Find every line in the entries below that contains the word "lawn" and copy each one out in full.

DATA FOR THIS EXERCISE:
*****

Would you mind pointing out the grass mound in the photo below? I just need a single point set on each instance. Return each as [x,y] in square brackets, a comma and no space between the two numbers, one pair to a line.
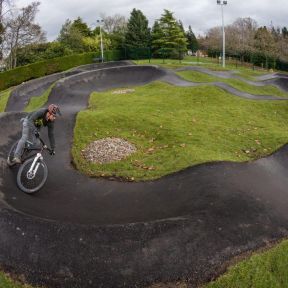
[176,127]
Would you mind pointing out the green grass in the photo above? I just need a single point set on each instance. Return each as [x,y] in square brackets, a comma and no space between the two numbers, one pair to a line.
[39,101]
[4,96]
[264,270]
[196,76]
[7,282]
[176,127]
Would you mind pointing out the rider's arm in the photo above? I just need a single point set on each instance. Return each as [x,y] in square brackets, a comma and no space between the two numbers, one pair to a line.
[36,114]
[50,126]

*****

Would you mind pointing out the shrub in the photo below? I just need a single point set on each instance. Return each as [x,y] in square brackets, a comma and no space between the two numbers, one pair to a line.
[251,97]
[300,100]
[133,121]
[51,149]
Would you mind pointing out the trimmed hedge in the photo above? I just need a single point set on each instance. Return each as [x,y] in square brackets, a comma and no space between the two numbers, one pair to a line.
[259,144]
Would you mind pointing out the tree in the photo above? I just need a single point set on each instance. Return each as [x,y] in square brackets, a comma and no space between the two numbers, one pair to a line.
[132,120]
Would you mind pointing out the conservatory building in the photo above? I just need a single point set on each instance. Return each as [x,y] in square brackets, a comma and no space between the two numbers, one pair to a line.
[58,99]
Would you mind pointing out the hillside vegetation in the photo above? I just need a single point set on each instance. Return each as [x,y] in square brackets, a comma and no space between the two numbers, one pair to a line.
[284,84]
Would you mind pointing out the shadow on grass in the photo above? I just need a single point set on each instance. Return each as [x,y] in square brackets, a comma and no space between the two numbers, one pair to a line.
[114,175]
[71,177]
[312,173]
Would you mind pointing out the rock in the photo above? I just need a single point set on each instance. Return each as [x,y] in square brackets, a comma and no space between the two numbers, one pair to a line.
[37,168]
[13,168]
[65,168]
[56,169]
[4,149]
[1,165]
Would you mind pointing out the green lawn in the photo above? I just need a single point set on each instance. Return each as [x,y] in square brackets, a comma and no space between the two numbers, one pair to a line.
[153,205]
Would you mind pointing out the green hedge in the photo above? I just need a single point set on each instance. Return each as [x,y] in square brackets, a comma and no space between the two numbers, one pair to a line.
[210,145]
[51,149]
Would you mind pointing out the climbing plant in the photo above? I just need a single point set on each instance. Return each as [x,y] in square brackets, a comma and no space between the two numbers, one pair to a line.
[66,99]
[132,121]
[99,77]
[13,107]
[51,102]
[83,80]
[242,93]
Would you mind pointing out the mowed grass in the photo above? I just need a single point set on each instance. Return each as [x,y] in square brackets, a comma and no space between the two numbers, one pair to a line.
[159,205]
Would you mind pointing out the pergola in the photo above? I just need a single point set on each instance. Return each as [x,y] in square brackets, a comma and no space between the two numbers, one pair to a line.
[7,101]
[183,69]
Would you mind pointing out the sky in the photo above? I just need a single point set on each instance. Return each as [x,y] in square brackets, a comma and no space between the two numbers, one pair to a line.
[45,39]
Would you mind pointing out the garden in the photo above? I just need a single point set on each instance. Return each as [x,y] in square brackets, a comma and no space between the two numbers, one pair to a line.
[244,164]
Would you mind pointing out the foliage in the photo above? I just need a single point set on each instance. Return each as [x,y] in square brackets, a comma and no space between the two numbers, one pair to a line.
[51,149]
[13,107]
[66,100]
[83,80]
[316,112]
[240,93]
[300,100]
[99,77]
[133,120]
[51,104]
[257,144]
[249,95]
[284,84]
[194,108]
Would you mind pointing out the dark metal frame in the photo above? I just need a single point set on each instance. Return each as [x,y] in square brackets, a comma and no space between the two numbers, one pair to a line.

*****

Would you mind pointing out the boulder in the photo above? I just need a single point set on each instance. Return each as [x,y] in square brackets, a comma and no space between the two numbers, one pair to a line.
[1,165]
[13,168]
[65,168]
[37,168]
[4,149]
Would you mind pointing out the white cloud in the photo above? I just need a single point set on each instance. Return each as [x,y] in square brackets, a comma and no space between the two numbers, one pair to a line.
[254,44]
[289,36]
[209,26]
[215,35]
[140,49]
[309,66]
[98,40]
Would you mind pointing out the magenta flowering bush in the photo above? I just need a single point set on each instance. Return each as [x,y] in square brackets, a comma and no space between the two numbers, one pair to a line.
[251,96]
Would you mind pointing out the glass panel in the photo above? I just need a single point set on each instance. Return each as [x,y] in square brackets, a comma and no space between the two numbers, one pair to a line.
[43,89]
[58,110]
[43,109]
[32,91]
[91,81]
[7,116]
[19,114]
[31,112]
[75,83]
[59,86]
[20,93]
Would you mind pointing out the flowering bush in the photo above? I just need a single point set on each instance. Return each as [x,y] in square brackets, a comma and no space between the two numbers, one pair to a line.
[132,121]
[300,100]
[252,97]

*****

REPLY:
Would you mind pointing out the green lawn in the photo above? I just need a single point set on each instance. Return each as [x,y] in square brackets, a comma and no space between the two numbers, one pair to a line.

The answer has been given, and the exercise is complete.